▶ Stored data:
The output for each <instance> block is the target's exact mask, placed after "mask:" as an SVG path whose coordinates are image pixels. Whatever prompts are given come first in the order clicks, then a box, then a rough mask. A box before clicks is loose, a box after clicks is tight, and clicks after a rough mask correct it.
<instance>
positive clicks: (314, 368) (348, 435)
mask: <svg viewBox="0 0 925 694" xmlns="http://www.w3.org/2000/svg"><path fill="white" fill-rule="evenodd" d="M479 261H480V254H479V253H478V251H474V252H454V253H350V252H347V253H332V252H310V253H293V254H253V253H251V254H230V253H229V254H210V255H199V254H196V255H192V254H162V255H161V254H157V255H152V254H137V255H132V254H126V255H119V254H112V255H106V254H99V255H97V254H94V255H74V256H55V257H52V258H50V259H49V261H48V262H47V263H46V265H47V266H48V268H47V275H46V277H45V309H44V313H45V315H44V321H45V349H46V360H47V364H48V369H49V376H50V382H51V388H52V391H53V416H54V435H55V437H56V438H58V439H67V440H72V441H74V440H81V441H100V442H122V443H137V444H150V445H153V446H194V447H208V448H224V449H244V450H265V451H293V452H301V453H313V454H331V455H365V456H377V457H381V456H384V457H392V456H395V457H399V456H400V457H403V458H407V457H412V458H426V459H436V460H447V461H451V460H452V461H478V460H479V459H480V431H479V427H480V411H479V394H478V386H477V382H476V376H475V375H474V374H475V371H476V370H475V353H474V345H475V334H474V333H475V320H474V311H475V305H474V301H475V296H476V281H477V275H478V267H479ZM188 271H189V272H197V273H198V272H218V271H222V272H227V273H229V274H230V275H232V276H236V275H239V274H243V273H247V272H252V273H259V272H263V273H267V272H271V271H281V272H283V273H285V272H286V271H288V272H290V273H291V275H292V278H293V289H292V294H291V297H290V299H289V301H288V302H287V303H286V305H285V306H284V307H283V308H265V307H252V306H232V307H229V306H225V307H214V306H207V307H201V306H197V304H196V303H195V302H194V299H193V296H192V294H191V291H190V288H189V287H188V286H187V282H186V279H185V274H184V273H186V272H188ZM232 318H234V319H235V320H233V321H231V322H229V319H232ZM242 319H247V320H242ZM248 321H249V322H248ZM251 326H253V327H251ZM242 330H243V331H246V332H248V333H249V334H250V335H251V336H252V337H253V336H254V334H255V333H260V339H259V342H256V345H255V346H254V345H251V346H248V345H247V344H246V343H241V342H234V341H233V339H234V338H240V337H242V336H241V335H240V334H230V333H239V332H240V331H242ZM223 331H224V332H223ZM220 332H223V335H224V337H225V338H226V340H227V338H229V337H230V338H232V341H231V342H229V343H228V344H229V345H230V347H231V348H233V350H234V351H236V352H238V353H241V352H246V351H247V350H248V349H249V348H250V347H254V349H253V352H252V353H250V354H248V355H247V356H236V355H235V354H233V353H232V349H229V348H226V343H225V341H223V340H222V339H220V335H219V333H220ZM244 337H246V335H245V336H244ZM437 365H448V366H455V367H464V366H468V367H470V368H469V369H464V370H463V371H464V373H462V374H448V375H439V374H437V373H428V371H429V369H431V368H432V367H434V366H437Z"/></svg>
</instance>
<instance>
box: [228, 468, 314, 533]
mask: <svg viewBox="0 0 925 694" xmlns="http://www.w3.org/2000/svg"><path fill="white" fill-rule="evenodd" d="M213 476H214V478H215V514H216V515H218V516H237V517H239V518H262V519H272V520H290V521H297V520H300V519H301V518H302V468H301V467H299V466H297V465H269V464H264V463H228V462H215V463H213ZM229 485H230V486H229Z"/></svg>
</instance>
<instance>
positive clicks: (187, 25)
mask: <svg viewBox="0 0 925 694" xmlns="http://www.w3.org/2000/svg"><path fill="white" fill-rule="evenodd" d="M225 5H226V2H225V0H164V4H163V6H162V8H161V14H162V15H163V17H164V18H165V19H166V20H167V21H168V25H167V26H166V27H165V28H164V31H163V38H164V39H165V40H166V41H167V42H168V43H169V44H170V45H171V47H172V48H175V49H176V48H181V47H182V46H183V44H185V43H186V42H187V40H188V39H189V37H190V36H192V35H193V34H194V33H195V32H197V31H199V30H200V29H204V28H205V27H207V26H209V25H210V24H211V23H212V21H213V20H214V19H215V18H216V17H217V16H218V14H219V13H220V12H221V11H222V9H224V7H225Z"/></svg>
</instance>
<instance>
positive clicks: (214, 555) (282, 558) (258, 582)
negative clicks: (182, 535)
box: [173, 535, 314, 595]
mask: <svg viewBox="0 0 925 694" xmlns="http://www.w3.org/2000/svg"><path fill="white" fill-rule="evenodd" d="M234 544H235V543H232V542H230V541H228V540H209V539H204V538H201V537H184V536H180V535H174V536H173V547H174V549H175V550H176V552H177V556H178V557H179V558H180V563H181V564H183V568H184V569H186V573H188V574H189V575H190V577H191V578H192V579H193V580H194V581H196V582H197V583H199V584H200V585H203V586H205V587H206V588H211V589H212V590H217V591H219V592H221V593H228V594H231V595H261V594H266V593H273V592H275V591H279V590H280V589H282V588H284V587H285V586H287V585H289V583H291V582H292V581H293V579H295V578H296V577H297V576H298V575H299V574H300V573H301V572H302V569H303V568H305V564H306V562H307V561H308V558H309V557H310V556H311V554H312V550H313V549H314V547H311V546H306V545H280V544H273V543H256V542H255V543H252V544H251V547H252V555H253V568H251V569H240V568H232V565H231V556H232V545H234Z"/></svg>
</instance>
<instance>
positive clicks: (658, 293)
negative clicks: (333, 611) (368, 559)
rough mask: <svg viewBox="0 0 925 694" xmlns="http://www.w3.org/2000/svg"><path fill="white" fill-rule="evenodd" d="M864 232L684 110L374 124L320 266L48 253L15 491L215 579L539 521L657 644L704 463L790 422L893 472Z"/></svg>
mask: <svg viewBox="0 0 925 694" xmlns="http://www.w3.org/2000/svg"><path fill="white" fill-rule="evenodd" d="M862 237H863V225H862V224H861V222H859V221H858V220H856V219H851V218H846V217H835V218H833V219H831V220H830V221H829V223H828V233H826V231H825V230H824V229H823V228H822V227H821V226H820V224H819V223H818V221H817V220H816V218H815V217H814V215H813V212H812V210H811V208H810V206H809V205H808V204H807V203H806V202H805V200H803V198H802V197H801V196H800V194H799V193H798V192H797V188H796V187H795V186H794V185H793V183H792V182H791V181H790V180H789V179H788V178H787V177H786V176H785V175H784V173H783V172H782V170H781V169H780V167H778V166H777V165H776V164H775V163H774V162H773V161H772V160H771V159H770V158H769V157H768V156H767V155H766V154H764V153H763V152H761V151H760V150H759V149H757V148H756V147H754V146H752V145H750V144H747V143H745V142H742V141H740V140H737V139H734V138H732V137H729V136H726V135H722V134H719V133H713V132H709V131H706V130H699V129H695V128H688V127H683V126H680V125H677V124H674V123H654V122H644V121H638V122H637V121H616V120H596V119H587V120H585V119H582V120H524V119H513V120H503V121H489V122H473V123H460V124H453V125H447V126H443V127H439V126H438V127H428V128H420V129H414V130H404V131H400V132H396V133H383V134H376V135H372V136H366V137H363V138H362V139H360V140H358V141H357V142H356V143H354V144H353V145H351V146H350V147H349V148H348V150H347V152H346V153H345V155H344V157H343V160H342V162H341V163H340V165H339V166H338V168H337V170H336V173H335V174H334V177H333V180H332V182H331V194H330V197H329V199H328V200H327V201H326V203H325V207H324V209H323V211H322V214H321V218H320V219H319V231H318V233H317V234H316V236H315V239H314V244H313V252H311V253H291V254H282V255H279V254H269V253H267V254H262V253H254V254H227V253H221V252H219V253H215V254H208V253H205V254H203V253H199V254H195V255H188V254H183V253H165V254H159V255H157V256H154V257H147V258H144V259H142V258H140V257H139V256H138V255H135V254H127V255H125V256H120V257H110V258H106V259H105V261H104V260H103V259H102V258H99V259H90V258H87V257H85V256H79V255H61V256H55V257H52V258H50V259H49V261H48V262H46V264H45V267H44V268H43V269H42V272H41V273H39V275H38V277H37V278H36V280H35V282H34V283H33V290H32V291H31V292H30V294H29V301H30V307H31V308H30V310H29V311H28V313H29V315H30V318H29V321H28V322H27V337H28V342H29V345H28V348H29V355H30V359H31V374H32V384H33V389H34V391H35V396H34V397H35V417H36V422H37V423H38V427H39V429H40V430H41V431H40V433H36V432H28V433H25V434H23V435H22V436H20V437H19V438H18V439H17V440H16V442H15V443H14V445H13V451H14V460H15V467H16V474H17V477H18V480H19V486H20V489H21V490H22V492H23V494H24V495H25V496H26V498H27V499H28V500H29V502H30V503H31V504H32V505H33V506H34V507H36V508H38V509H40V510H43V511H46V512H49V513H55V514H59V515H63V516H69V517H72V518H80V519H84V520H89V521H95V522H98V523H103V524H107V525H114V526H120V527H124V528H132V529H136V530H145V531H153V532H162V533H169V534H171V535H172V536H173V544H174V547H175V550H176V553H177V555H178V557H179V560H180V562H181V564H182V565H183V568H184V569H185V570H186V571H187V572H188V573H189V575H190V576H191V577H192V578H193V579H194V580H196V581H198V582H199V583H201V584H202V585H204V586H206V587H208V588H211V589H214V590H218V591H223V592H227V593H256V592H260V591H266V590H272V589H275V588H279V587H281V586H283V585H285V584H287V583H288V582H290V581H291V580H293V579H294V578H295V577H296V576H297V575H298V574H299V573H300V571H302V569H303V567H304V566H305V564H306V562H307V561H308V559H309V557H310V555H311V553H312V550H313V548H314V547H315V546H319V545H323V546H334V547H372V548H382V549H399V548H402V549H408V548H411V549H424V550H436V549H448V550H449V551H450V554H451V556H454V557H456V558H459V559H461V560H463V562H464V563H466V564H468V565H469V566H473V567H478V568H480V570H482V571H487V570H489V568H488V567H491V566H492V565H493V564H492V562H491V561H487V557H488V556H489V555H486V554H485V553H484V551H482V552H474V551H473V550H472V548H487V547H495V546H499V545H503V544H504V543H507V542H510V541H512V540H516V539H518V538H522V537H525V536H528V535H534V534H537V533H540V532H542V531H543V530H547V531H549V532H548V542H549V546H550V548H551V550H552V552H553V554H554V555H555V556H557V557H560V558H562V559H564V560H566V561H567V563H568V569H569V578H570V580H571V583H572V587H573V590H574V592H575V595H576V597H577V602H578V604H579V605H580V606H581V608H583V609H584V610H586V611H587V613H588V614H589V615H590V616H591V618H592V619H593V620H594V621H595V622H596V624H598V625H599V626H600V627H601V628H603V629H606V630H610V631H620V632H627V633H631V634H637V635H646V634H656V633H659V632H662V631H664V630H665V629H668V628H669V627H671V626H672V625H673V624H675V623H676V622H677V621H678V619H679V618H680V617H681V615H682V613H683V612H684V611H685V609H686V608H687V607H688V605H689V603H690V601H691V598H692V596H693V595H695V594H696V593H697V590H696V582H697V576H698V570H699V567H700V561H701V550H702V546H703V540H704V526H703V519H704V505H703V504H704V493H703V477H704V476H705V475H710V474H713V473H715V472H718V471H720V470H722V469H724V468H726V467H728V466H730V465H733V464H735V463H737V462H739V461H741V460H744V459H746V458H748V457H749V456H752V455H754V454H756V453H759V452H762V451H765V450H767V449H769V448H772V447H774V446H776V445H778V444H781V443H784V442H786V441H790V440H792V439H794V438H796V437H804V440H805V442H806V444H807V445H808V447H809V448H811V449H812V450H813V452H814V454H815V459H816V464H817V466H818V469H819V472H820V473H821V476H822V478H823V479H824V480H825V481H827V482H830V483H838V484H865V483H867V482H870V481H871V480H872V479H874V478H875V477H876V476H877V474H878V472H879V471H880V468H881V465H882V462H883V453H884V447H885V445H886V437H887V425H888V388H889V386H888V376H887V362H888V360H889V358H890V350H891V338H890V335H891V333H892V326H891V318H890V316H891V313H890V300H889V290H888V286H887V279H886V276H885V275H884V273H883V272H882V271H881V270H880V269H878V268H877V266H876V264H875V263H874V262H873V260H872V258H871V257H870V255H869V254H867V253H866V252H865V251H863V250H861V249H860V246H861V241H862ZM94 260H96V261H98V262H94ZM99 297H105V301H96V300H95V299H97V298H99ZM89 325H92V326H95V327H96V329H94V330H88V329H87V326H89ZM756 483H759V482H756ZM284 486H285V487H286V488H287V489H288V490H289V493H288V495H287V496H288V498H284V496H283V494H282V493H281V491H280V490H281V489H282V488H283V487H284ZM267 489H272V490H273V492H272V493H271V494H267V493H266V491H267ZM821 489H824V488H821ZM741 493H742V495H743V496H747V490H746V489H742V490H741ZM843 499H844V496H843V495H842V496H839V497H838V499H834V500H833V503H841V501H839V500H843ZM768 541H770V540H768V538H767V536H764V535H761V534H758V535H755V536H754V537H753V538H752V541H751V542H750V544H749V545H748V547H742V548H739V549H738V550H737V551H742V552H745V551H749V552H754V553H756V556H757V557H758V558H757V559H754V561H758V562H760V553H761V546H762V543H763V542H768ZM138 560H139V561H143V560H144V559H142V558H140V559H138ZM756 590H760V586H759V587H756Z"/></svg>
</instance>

▶ EXERCISE GOAL: The answer must consist of every line from the entries that holds the string "clicks".

▶ SOLUTION TO THE PROBLEM:
The output for each <instance> block is the target's exact mask, placed after "mask:" as an SVG path whose coordinates are image pixels. Whatever prompts are given come first in the order clicks, then a box, then a rough mask. A box before clicks is loose, a box after clicks is tight, and clicks after a rough mask correct it.
positive clicks: (314, 368) (348, 435)
positive clicks: (187, 25)
positive clicks: (214, 555) (282, 558) (258, 582)
negative clicks: (182, 535)
positive clicks: (658, 293)
negative clicks: (333, 611) (368, 559)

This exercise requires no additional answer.